━━ Text segment

The $1 amount is the most commonly used denomination in use today. Using bills for $1 is wasteful, because as paper, they tear and get worn too quickly, thus forcing the US government to have to print millions of dollar bills year after year. ($5, $10, $20 are different because they aren’t used as much; thus don’t tear/get dirty as often).
Coins are durable. They last for years and years. They are more expensive to make, but they replace something like 30 bills over a single coin’s lifetime, which in the end saves money.
Switching to dollar coins will save the US something like $4 billion dollars.
If you oppose switching … you really aren’t a fiscal conservative, now are you?
ZachV on November 29, 2012 at 9:49 AM
Very true, but that is because the paper dollar is an option. If they got rid of those and the only dollars were coins, people would have no choice but to use them. I think until we get rid of paper one dollar bills and the penny, we aren’t serious about cutting spending. It costs about two and a half cents to make one penny; no private firm would ever manufacture anything at such a loss.
radjah shelduck on November 29, 2012 at 9:50 AM
Not only did I totally dismantle this bullshit the last time it was raised, but I even proposed a solution that would actually work.

━━━━
━━ Stored data

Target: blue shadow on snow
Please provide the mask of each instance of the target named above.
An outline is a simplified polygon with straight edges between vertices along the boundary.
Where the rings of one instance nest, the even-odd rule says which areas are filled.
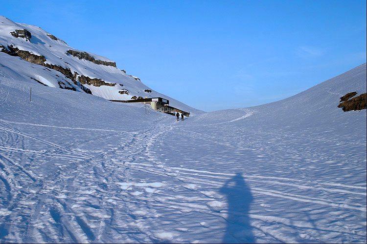
[[[239,173],[220,189],[228,202],[228,217],[222,243],[253,243],[249,211],[252,196],[250,188]]]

━━━━

**Problems to solve**
1) Write out the passage of the dollar coin discussion from "ZachV on November" to "such a loss.".
2) List every paper bill denomination that the dollar coin discussion names.
3) Carry on the dollar coin discussion from the point where it stops.
The rows have no connection to the dollar coin discussion.

**Responses for each task**
1)
ZachV on November 29, 2012 at 9:49 AM
Very true, but that is because the paper dollar is an option. If they got rid of those and the only dollars were coins, people would have no choice but to use them. I think until we get rid of paper one dollar bills and the penny, we aren’t serious about cutting spending. It costs about two and a half cents to make one penny; no private firm would ever manufacture anything at such a loss.

2) $1, $5, $10, $20

3)
Sheesh.
Dr. Mercury on November 29, 2012 at 9:51 AM
I guess you’re right radjah
People dont like change
cmsinaz on November 29, 2012 at 9:54 AM
Lets just go to a cashless society we are practically there anyway.
ChunkyLover on November 29, 2012 at 9:56 AM
Well, first off, even 20 seconds into reading that article, you’re already wrong.
“There isn’t a vending machine or arcade game or slot machine or toll booth or coin changer or coin counter in the galaxy that can handle them.”
That’s wrong. The vast majority of vending machines / slots / coin changers / etc. accept dollar coins. The vending machine industry is one of the strongest supporters of dollar coins there is, because, having to put in bill readers is a huge overhead cost. Plus, dollar bills are dirty, germy and worn out, so they get stuck in the machine and break the bill reader.
Ninety percent or more of the vending machine companies changed their machines in 2000 to accept dollar coins, simply because they wanted to encourage the public to change.
ZachV on November 29, 2012 at 9:56 AM
Between “Q.E. whatever it is now” and the deficit spending/borrowing, forget the dollar… maybe $100 coins are a better idea?
moo on November 29, 2012 at 9:57 AM
Easier to print paper than stamp metal.. no matter the supposed savings.. therefore it is easier to pump the money supply and fuel the government’s spending habits, so this switch won’t ever happen IMO.
gatorboy on November 29, 2012 at 9:59 AM
Try designing a better looking coin than a designed-by-committee politically correct compromise. At the very least, make it look like it belongs with the other coins. Put a President on it. A dead one, I don’t even care if it’s LBJ. That portrait should be in profile. Make it appreciably larger than a JFK 50 cent coin. And withdraw the paper dollar. At some point, stand up to the vending machine cartels, they’ll have to adapt but they’ll be better off in the end. They’ll have to adapt anyhow with how worthless money is becoming anyway.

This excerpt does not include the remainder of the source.